* **Task item**:
Count how many lines below include the word "positive". Answer with a number only.

--- Provided data Enclosed Below ---

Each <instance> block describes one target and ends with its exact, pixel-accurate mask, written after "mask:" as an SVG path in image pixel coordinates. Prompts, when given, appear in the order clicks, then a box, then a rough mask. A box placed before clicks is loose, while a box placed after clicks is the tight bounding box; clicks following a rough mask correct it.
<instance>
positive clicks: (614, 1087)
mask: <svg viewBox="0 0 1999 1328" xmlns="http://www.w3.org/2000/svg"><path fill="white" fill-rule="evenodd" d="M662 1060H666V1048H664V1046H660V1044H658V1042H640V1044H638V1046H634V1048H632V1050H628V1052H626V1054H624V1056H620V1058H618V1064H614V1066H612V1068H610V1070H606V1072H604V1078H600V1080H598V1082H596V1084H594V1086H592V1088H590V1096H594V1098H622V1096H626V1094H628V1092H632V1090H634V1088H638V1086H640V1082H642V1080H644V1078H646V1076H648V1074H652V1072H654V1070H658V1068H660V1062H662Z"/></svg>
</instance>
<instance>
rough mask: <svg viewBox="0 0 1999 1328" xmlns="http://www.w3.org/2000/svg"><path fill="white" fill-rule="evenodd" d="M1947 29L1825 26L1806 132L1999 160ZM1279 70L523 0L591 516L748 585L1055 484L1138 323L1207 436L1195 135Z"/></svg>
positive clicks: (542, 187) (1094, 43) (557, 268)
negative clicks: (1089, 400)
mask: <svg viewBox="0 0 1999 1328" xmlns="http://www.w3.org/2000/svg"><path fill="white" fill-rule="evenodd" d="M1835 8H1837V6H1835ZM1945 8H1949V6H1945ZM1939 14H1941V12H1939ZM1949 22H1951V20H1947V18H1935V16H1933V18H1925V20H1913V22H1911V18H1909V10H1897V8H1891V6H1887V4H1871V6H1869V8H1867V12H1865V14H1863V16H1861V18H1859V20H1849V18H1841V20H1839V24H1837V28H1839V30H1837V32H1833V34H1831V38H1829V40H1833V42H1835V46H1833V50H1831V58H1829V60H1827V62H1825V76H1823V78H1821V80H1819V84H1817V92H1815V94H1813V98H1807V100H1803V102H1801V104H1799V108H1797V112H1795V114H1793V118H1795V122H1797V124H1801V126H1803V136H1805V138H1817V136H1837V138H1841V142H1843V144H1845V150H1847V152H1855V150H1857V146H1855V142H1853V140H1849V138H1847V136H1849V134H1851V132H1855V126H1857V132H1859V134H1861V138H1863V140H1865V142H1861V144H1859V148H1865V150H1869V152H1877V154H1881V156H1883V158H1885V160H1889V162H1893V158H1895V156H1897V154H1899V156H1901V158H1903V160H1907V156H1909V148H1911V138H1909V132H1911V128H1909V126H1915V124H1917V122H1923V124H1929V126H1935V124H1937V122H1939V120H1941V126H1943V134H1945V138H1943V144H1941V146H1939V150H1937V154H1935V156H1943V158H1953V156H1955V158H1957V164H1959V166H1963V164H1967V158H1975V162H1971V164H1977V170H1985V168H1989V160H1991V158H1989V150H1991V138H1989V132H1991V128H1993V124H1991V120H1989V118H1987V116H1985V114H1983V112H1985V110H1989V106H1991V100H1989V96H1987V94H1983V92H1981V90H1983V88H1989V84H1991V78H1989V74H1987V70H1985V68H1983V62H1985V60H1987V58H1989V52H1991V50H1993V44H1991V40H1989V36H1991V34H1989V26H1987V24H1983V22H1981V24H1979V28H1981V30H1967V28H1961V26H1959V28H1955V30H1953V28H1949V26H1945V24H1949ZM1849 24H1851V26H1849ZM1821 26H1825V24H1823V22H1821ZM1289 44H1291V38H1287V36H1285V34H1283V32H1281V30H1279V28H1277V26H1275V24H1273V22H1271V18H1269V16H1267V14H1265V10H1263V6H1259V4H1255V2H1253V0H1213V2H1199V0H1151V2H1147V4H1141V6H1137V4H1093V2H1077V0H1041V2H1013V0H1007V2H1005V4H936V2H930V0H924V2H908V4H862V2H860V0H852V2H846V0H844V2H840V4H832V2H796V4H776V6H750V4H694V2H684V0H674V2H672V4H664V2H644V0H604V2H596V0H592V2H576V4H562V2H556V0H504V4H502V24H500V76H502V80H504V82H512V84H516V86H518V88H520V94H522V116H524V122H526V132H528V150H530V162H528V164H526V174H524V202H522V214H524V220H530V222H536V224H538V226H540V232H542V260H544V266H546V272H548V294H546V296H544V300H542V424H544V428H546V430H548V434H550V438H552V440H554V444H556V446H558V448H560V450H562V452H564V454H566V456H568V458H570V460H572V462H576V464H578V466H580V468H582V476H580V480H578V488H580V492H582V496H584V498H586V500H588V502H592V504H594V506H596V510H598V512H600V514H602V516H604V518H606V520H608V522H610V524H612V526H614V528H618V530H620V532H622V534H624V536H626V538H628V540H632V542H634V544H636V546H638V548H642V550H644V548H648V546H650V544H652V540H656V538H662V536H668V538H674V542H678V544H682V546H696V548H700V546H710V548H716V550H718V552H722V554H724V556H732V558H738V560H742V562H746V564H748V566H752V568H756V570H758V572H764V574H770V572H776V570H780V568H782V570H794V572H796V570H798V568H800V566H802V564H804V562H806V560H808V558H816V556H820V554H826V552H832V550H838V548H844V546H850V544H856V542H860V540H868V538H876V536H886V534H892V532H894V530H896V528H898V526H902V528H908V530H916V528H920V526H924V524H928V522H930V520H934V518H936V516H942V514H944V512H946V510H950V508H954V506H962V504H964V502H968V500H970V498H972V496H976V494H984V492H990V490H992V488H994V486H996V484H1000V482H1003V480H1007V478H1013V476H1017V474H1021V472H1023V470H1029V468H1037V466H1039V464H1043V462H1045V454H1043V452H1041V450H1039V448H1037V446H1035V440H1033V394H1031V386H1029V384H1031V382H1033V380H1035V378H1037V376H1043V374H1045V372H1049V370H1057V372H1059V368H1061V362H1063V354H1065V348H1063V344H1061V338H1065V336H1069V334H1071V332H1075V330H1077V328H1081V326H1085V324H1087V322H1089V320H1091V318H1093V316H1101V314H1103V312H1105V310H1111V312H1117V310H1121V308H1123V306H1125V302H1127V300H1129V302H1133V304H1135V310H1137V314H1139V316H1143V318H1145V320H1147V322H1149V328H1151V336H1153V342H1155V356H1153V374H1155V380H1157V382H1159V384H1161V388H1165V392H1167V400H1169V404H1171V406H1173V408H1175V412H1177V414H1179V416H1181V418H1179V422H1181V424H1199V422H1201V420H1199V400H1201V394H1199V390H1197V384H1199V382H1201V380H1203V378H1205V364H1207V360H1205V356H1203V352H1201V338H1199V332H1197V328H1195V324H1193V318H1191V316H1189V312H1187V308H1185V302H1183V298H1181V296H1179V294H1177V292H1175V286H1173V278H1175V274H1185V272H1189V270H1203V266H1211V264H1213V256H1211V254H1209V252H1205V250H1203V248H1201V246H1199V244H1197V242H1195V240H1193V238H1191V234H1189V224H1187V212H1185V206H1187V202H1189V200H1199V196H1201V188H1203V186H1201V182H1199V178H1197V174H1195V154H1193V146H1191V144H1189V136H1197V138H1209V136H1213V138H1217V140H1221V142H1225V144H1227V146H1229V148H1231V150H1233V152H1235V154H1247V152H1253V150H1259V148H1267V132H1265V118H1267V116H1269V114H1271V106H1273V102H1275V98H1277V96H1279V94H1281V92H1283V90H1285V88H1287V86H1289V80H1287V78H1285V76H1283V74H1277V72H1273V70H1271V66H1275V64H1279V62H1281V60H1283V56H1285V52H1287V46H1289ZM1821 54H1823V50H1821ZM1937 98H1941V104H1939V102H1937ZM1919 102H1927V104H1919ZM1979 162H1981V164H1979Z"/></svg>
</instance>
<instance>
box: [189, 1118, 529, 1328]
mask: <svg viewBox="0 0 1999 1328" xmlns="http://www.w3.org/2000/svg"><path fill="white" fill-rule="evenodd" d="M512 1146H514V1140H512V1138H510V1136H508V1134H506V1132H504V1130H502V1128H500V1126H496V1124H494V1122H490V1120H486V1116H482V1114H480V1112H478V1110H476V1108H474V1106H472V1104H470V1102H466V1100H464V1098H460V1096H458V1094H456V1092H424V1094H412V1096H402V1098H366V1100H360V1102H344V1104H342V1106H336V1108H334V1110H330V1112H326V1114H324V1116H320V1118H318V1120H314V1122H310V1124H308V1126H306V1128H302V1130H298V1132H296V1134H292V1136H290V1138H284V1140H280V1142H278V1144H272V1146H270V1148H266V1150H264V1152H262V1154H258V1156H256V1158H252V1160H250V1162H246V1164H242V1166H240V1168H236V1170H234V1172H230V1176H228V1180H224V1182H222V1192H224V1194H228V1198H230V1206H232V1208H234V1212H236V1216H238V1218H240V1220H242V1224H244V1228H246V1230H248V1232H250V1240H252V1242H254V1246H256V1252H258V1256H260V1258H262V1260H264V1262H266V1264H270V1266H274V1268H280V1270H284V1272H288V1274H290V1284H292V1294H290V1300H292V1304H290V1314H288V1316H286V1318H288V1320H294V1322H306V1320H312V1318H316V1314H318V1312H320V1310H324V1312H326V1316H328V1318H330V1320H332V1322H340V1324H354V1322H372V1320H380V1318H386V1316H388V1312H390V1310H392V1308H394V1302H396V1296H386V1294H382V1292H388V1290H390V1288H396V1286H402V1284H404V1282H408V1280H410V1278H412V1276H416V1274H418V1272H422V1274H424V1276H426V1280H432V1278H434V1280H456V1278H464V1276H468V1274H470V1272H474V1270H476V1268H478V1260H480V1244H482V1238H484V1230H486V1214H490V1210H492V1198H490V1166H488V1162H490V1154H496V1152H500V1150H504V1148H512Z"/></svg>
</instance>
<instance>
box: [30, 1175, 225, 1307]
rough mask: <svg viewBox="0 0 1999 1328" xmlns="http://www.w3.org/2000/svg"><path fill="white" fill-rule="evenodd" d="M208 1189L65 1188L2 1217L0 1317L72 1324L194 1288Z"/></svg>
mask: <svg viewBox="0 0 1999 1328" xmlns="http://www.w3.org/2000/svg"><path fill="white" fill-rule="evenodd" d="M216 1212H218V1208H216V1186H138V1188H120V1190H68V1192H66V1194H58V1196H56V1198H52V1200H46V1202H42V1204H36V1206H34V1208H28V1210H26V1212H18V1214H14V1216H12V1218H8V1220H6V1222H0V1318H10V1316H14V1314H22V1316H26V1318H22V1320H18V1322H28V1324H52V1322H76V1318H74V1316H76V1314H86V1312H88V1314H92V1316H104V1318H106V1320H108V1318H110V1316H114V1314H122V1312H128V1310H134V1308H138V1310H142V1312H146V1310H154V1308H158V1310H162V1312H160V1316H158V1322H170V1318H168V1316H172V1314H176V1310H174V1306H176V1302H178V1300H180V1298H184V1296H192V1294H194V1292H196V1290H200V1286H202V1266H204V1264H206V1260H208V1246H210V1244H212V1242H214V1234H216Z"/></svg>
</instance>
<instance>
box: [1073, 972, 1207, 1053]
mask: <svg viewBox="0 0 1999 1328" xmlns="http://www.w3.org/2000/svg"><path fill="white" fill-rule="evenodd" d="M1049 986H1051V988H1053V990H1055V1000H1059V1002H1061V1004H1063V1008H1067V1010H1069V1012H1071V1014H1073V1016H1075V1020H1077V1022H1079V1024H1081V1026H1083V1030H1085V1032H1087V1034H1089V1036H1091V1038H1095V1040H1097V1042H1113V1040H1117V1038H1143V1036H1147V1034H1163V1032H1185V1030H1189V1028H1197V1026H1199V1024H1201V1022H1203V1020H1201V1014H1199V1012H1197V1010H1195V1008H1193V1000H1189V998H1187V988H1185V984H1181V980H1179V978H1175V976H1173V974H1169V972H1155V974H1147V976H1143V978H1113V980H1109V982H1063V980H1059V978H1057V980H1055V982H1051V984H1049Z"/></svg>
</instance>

--- End of Enclosed Provided data ---

* **Final answer**:
2